— start of Provided text —

From the Melbourne Age click here!

Train in vain: how will commuters get to Williams Landing station?

QuoteTrain in vain: how will commuters get to Williams Landing station?
December 13, 2012 - 6:42PM
Adam Carey

Being built at a cost of $110 million, a new railway station at Williams Landing will help fill a deep need for better public transport in Melbourne's outer west when it opens in April. It is predicted that up to 1000 passengers will use the station each day in the morning peak, adding to the swelling commuter numbers on the crowded Werribee line.

But some of those would-be commuters are wondering just how they will get to the new station, even as they look forward to its opening.

Jammed local roads, infrequent and indirect bus services and a deficit of parking spaces mean reaching Williams Landing station will not be simple for the residents of Melbourne's burgeoning western suburbs.

The station is being built on the northern side of the Princes Freeway.

— end of Provided text —
— start of Collected data —

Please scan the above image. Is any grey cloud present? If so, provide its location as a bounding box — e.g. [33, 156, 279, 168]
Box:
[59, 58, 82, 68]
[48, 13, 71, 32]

— end of Collected data —

* [What to work on]:
(1) Quote the Williams Landing station article from "December 13, 2012" to "burgeoning western suburbs.".
(2) Translate this sentence from the Williams Landing station article into Spanish: "The station is being built on the northern side of the Princes Freeway."
(3) Carry on the article about the new Williams Landing station from its last sentence.

* [Answers]:
(1)
December 13, 2012 - 6:42PM
Adam Carey

Being built at a cost of $110 million, a new railway station at Williams Landing will help fill a deep need for better public transport in Melbourne's outer west when it opens in April. It is predicted that up to 1000 passengers will use the station each day in the morning peak, adding to the swelling commuter numbers on the crowded Werribee line.

But some of those would-be commuters are wondering just how they will get to the new station, even as they look forward to its opening.

Jammed local roads, infrequent and indirect bus services and a deficit of parking spaces mean reaching Williams Landing station will not be simple for the residents of Melbourne's burgeoning western suburbs.

(2) La estación se está construyendo en el lado norte del Princes Freeway.

(3)
Just south of the freeway is Point Cook, population 32,500 and growing, and to the north is the developing suburb of Truganina, home to 39,000. Closest to the station is the suburb of Williams Landing, a masterplanned suburb that will in future have 2500 homes but is today occupied by just 3000 people.

Nick Michaelides is one Point Cook resident who plans to use the new station from day one. But he predicts that most will struggle to get there early enough to find a space in its 500-space car park. And he does not rate the two local bus services, which run every 40 minutes, even in the peak.

"It's great that they're going to open a new train station but they've only put in 500 car parks," says Mr Michaelides, a spokesman for the Point Cook Action Group.

He drives to Laverton station, leaving home at 6.30am to nab a parking spot. Its car park usually fills by 7am and many of those who arrive later park in their hundreds on a long, grassy strip of land along the railway line. When it rains, the strip turns to mud, Mr Michaelides says. "In winter it's just a complete quagmire and I've seen cars bogged in there that can't get out."

No bus passes Williams Landing station but Public Transport Victoria says it plans to extend an existing route to the area once the station opens.

"The new Williams Landing station will feature a car park with approximately 500 spaces, cyclist facilities and a new bus interchange," says Public Transport Victoria spokeswoman Andrea Duckworth.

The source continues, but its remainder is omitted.